## AUFGABE:
Fassen Sie den Quellenauszug in drei Sätzen zusammen.

## QUELLENAUSZUG:
☆ ☆ ☆

# cpu 313 dp als master mit cpu313 als slave



## fra226 (15 Juni 2005)

hallo,

ich will zwei cpu 'en  313 dp mit profibus verbinden. die eine als master und die andere als slave.

die anlage sieht wie folgt aus:
ausbildungsanlage 1 funktion 123 und ausbildungsanlage 2 xyz die beiden sollen mit einander arbeiten können, d.h wenn anlage 1 fertig soll das produkt an anlage 2 übergebeben werden.

1. müssen die programme jeweils auf der entsprechenden cpu sein ( programm1 auf cpu 1 master und programm 2 auf cpu slave) oder müssen / können sie auch beide auf der cpu master sein. 

2. muss ich getrennte Merker, Timer, Zähler, etc benutzen. d.h darf der Merker 1.0 auch in der anlage 2 vorkommen mit einer anderen funktiuon?

mfg
frank


----------



## lorenz2512 (15 Juni 2005)

Hallo,
1. Du könntest auch beide Programme auf dem Master laufen lassen, ist aber Blödsinn, sonst könntest gleich irgendwelche IO Slaves nehmen, also getrennte Programmteile, ist auch übersichtlicher.
2. Du kannst die gleichen Merker und Zähler verwenden.
Am besten liest Du Dir mal von dem Link CPU 315DP Master mit CPU 315DP Slave verbinden durch, da ist das gut beschrieben, ist Modul D6.

http://www2.automation.siemens.com/fea/html_00/down_module.htm

mfg

dietmar


----------



## Anonymous (15 Juni 2005)

Hallo,

erstmal danke, habe mir das script runtergeladen, komme aber damit nicht richtig zurecht....es leuchten die leds sf und bf.

wir fangen gerade mit dem thema profibus an.

ein paar grundlagen fragen:
die cpu 313 hat zwei anschlüsse mpi und dp. auf der master cpu habe ich den mpi adapter zum pc und der dp anschluss geht auf dem dp anschluss vom slave. die profibus leitung habe ich am slave per dip schalter mit dem abschlusswiderstand abgeschlossen.

Gibt es eine möglichkeit zu schauen, ob die profibusleitung richtig angschlossen ist? so eine art "erreichbare Teilnehmer"?

die pg/PC schnittstelle steht auf mpi.

ich möchte gerne auf der slave station einen ausgang steuern.....????

mfg
frank


----------



## lorenz2512 (15 Juni 2005)

Hallo,
ganz wichtig ist der OB 82 einfach nur mit in dein Projekt miteinbauen, nichts drin eintragen, und wenn Du schon dabei bist den OB86 gleich auch noch. Tja, die Adressen müßen stimmen, die Abschlußwiderstände auf beiden Seiten einschalten.

mfg

dietmar


----------



## Anonymous (15 Juni 2005)

hallo,

die verbindung scheint wohl zu stehen beide cpu'en haben jetzt keinen sf und bf fehler mehr. nur was mir nicht klar ist wie ich die ausgänge auf der slave seite ansteuern kann, hat das was mit der kopplung bzw. konfiguartion zutun.

von master zu slave bzw. slave zu master.

oder brauche ich diese konfiguration gar nicht.???

mfg
frank


----------



## lorenz2512 (15 Juni 2005)

Hallo,
na klar mußt Du Konfigurieren und Koppeln, beim Konfigurieren mußt Du doch Master und Slave mitteilen auf welche Ein-und Ausgangsbereiche Du zugreifen willst. Das ist ebend das Bescheidene bei Profibus, ein falscher Haken gesetzt und nichts geht, aller Profibusanfang ist schwer, aber nicht verzweifeln.

mfg

dietmar


----------

☆ ☆ ☆

## DATENAUSZUG:
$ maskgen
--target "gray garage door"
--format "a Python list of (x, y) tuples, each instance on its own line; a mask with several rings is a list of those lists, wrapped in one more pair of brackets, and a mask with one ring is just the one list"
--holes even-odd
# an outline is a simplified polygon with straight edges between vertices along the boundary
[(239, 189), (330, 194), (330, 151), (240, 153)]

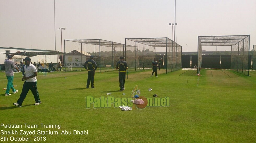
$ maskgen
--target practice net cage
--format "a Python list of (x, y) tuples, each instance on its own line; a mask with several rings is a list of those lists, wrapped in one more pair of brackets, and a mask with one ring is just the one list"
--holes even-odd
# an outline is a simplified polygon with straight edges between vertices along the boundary
[(125, 47), (135, 47), (100, 39), (82, 40), (65, 40), (64, 49), (65, 67), (72, 64), (73, 67), (80, 67), (82, 70), (84, 63), (94, 56), (94, 60), (98, 65), (100, 72), (112, 71), (115, 69), (120, 57), (124, 56)]
[[(135, 71), (152, 68), (153, 58), (158, 60), (159, 57), (166, 73), (181, 68), (182, 47), (167, 37), (126, 38), (127, 45), (134, 47), (125, 47), (125, 56), (129, 66)], [(163, 55), (157, 54), (163, 51)]]
[(202, 46), (230, 46), (231, 69), (249, 76), (250, 35), (198, 36), (197, 74), (202, 67)]

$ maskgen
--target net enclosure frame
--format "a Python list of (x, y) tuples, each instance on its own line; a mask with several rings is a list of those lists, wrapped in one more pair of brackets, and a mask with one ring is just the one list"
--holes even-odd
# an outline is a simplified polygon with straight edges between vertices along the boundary
[[(64, 40), (64, 53), (65, 53), (65, 55), (66, 55), (66, 53), (67, 53), (66, 51), (66, 49), (67, 46), (66, 42), (74, 42), (80, 43), (81, 51), (82, 51), (82, 44), (85, 44), (85, 44), (94, 45), (94, 46), (95, 52), (94, 52), (94, 55), (93, 54), (92, 54), (92, 55), (93, 55), (94, 57), (94, 60), (95, 60), (97, 63), (98, 69), (99, 69), (99, 71), (100, 72), (101, 72), (102, 68), (103, 67), (103, 66), (102, 66), (102, 64), (103, 64), (104, 59), (103, 59), (103, 56), (101, 55), (101, 53), (103, 52), (103, 50), (105, 50), (104, 49), (106, 49), (106, 47), (111, 48), (111, 49), (110, 50), (110, 51), (109, 51), (109, 52), (111, 52), (111, 55), (108, 55), (109, 56), (108, 56), (109, 57), (108, 58), (109, 60), (110, 60), (111, 61), (109, 61), (108, 63), (109, 63), (109, 64), (110, 64), (110, 65), (111, 65), (111, 66), (112, 67), (112, 70), (114, 70), (114, 68), (115, 66), (115, 61), (119, 60), (120, 56), (124, 56), (124, 49), (125, 47), (134, 47), (132, 46), (125, 45), (125, 44), (123, 44), (103, 40), (101, 39)], [(122, 55), (119, 55), (119, 56), (116, 57), (115, 56), (114, 53), (115, 49), (117, 48), (121, 49), (121, 50), (122, 50), (123, 54)], [(99, 52), (98, 52), (99, 54), (99, 55), (96, 55), (96, 50), (97, 51), (98, 50), (99, 51)], [(85, 51), (86, 51), (85, 49)], [(66, 58), (64, 58), (64, 63), (66, 63)], [(66, 71), (66, 64), (65, 64), (64, 67), (65, 71)]]
[[(159, 47), (166, 48), (165, 54), (162, 59), (164, 60), (164, 68), (166, 68), (166, 74), (181, 68), (182, 46), (167, 37), (126, 38), (125, 44), (125, 45), (133, 45), (135, 47), (135, 54), (132, 55), (132, 56), (133, 57), (136, 61), (135, 65), (135, 70), (142, 66), (142, 69), (144, 69), (147, 66), (146, 64), (148, 63), (149, 64), (148, 65), (152, 68), (151, 62), (153, 58), (156, 58), (156, 48)], [(146, 53), (147, 49), (145, 49), (145, 47), (152, 49), (153, 52)], [(130, 48), (126, 47), (125, 49), (126, 51), (128, 49), (130, 49)], [(139, 51), (142, 51), (141, 55), (140, 55), (138, 52)], [(125, 55), (126, 58), (128, 58), (127, 54), (126, 54)], [(142, 63), (141, 63), (142, 62)]]
[(249, 75), (250, 35), (198, 36), (197, 74), (202, 68), (202, 47), (207, 46), (231, 46), (231, 69)]

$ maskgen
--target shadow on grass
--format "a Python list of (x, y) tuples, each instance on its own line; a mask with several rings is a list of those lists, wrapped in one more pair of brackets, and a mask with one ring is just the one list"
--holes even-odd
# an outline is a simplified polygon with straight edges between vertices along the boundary
[(114, 91), (101, 91), (100, 92), (121, 92), (120, 90), (115, 90)]
[(0, 110), (6, 110), (7, 109), (13, 109), (13, 108), (21, 108), (22, 107), (24, 107), (26, 106), (31, 106), (31, 105), (34, 105), (33, 104), (29, 104), (29, 105), (26, 105), (24, 106), (22, 106), (21, 107), (19, 107), (16, 106), (14, 105), (13, 105), (12, 106), (10, 106), (10, 107), (0, 107)]
[(70, 90), (82, 90), (84, 89), (86, 89), (86, 88), (71, 88), (71, 89), (69, 89)]

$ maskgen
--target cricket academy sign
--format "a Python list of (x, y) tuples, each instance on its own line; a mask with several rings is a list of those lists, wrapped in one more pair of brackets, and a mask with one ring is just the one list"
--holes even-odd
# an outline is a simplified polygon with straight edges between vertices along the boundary
[(70, 66), (73, 64), (73, 67), (76, 67), (83, 66), (84, 63), (86, 61), (85, 56), (67, 55), (65, 60), (66, 66)]

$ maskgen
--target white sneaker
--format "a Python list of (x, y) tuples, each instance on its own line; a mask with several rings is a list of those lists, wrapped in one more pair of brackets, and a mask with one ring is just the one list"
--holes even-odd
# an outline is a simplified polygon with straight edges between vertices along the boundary
[(41, 103), (42, 102), (40, 102), (40, 103), (35, 103), (34, 104), (34, 105), (38, 105), (41, 104)]
[(14, 91), (14, 92), (13, 92), (13, 94), (15, 94), (15, 93), (17, 93), (17, 92), (18, 92), (18, 91), (19, 91), (19, 90), (16, 90), (16, 91)]
[(21, 107), (21, 105), (20, 105), (20, 104), (16, 103), (13, 103), (13, 104), (14, 105), (16, 106), (18, 106), (18, 107)]

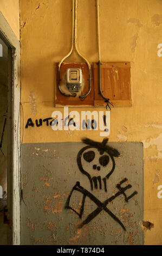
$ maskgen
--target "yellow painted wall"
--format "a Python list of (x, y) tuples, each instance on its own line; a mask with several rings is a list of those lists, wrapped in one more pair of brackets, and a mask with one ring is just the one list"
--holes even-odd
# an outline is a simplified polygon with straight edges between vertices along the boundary
[(18, 39), (20, 38), (19, 0), (1, 0), (2, 13)]
[[(25, 124), (29, 118), (50, 117), (56, 110), (54, 64), (70, 48), (71, 2), (20, 0)], [(162, 198), (157, 197), (162, 185), (162, 56), (157, 54), (162, 44), (162, 2), (100, 0), (100, 6), (102, 61), (131, 62), (133, 106), (112, 109), (109, 140), (144, 143), (144, 220), (154, 224), (145, 231), (145, 244), (162, 245)], [(96, 62), (95, 0), (78, 0), (78, 47), (90, 62)], [(54, 131), (44, 124), (25, 129), (23, 143), (81, 141), (83, 137), (103, 138), (100, 131)]]

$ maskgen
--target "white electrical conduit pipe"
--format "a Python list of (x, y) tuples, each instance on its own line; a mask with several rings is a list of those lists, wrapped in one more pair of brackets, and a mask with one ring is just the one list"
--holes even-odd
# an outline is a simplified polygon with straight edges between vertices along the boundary
[(71, 45), (71, 48), (69, 51), (69, 52), (66, 56), (64, 56), (60, 61), (60, 62), (59, 64), (58, 65), (58, 87), (60, 92), (64, 95), (64, 96), (75, 96), (76, 95), (76, 93), (74, 93), (73, 94), (67, 94), (64, 92), (63, 92), (60, 88), (60, 67), (63, 63), (63, 62), (68, 57), (69, 57), (71, 54), (73, 52), (73, 49), (74, 49), (74, 48), (75, 49), (76, 52), (77, 53), (78, 55), (82, 58), (83, 59), (84, 59), (88, 67), (88, 70), (89, 70), (89, 89), (88, 92), (86, 92), (86, 93), (84, 95), (80, 96), (80, 98), (85, 98), (88, 94), (90, 92), (91, 89), (91, 65), (89, 63), (89, 62), (88, 61), (88, 60), (84, 57), (80, 52), (79, 52), (79, 50), (77, 49), (77, 0), (72, 0), (73, 1), (73, 8), (72, 8), (72, 45)]
[(96, 20), (97, 20), (97, 38), (98, 38), (98, 54), (99, 54), (99, 60), (98, 63), (98, 67), (99, 67), (99, 74), (98, 74), (98, 77), (99, 77), (99, 93), (101, 97), (105, 100), (105, 102), (107, 102), (107, 105), (106, 105), (106, 109), (107, 107), (109, 107), (109, 109), (111, 110), (111, 108), (110, 106), (109, 106), (109, 104), (111, 104), (112, 106), (113, 106), (113, 104), (112, 104), (110, 101), (109, 101), (109, 99), (105, 97), (102, 93), (102, 92), (101, 91), (101, 65), (102, 65), (102, 63), (101, 62), (101, 48), (100, 48), (100, 19), (99, 19), (99, 0), (96, 0)]

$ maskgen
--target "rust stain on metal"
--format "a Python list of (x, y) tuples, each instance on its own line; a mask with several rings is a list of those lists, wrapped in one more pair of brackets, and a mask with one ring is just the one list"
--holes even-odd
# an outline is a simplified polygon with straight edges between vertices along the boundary
[(129, 232), (129, 233), (128, 242), (130, 245), (134, 245), (134, 239), (132, 232)]
[(123, 212), (127, 213), (128, 212), (129, 212), (129, 209), (121, 209), (120, 211), (120, 214), (122, 214)]
[(61, 194), (59, 194), (59, 193), (54, 193), (53, 194), (53, 198), (60, 198)]
[(54, 228), (56, 227), (56, 224), (54, 222), (46, 222), (46, 228), (47, 229), (52, 231)]
[(35, 224), (31, 222), (29, 218), (27, 219), (26, 222), (27, 227), (28, 227), (28, 228), (29, 228), (33, 231), (34, 231), (35, 229)]
[(41, 180), (44, 180), (44, 183), (43, 184), (43, 187), (51, 187), (52, 186), (52, 184), (51, 183), (49, 183), (49, 179), (46, 179), (46, 178), (41, 178)]
[(54, 209), (54, 212), (61, 212), (63, 208), (63, 202), (56, 202), (55, 204), (55, 208)]
[(73, 245), (76, 243), (78, 240), (78, 239), (81, 236), (82, 233), (82, 230), (81, 229), (79, 229), (77, 230), (76, 235), (73, 237), (70, 238), (69, 239), (69, 245)]

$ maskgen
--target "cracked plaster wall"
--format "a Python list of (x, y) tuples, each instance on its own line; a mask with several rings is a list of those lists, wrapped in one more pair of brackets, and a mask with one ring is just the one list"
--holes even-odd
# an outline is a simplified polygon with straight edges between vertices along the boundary
[[(159, 0), (133, 0), (131, 4), (128, 0), (100, 1), (102, 61), (131, 63), (133, 106), (112, 109), (109, 139), (144, 143), (144, 220), (154, 224), (145, 231), (146, 245), (162, 244), (162, 199), (157, 197), (162, 184), (162, 57), (157, 55), (157, 46), (162, 43), (161, 5)], [(95, 1), (79, 0), (78, 8), (78, 47), (90, 62), (98, 61)], [(70, 47), (70, 0), (20, 0), (25, 121), (50, 117), (55, 110), (54, 63)], [(69, 60), (76, 60), (73, 58)], [(83, 137), (101, 141), (99, 132), (54, 131), (35, 126), (25, 129), (23, 142), (80, 142)]]
[(0, 11), (18, 39), (20, 38), (19, 0), (1, 0)]

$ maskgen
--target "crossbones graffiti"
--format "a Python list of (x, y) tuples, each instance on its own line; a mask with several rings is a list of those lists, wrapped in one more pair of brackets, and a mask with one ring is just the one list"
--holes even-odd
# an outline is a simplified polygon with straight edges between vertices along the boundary
[[(105, 192), (107, 192), (107, 180), (108, 180), (109, 176), (112, 174), (115, 167), (114, 157), (119, 157), (120, 156), (120, 153), (116, 149), (107, 145), (107, 142), (108, 141), (107, 138), (103, 139), (102, 143), (96, 142), (87, 138), (83, 139), (82, 141), (88, 145), (81, 149), (77, 154), (77, 163), (79, 168), (80, 170), (88, 178), (92, 191), (94, 190), (94, 187), (96, 189), (99, 188), (100, 190), (101, 190), (103, 187), (102, 184), (103, 184), (105, 191)], [(97, 150), (99, 153), (98, 158), (96, 158), (96, 150)], [(94, 176), (90, 172), (88, 172), (87, 170), (85, 169), (85, 168), (83, 163), (83, 161), (89, 163), (92, 163), (92, 166), (90, 166), (90, 168), (93, 170), (101, 172), (102, 172), (102, 170), (103, 170), (103, 172), (105, 173), (103, 176), (102, 175), (101, 177), (101, 175)], [(111, 164), (110, 164), (110, 167), (108, 168), (108, 165), (111, 163), (110, 162), (111, 162)], [(89, 223), (98, 214), (99, 214), (100, 212), (102, 210), (104, 210), (107, 214), (111, 216), (114, 221), (117, 222), (125, 231), (126, 228), (123, 223), (111, 211), (107, 208), (107, 206), (109, 203), (121, 194), (124, 196), (125, 201), (128, 202), (131, 198), (138, 193), (138, 192), (135, 191), (129, 196), (127, 196), (125, 192), (132, 187), (132, 185), (130, 184), (127, 185), (125, 187), (121, 187), (122, 184), (127, 181), (127, 179), (125, 178), (118, 183), (116, 185), (116, 187), (118, 188), (118, 191), (115, 194), (109, 197), (103, 202), (101, 202), (91, 192), (81, 186), (80, 182), (77, 181), (67, 198), (65, 208), (72, 210), (75, 214), (79, 215), (80, 218), (82, 218), (82, 214), (84, 211), (84, 205), (86, 197), (89, 198), (97, 206), (96, 209), (89, 214), (87, 218), (78, 225), (78, 228), (81, 228), (84, 225)], [(99, 183), (99, 187), (98, 181)], [(77, 212), (75, 209), (70, 206), (70, 198), (73, 192), (74, 191), (78, 191), (82, 194), (82, 200), (79, 212)]]

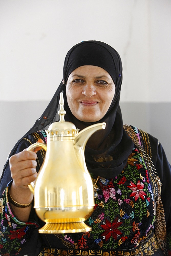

☆ ☆ ☆

## ERGEBNIS:
Frank möchte zwei CPUs 313 DP über Profibus als Master und Slave verbinden, und Dietmar rät zu getrennten Programmteilen auf den jeweiligen CPUs, wobei die gleichen Merker und Zähler verwendet werden dürfen. Als die LEDs SF und BF leuchten, empfiehlt Dietmar, OB 82 und OB 86 ohne Inhalt ins Projekt einzubauen, die Adressen zu prüfen und die Abschlusswiderstände auf beiden Seiten einzuschalten. Danach zeigen beide CPUs keinen SF- und BF-Fehler mehr, und auf die Frage nach der Ansteuerung der Ausgänge am Slave antwortet Dietmar, dass man konfigurieren und koppeln muss, um Master und Slave die Ein- und Ausgangsbereiche mitzuteilen.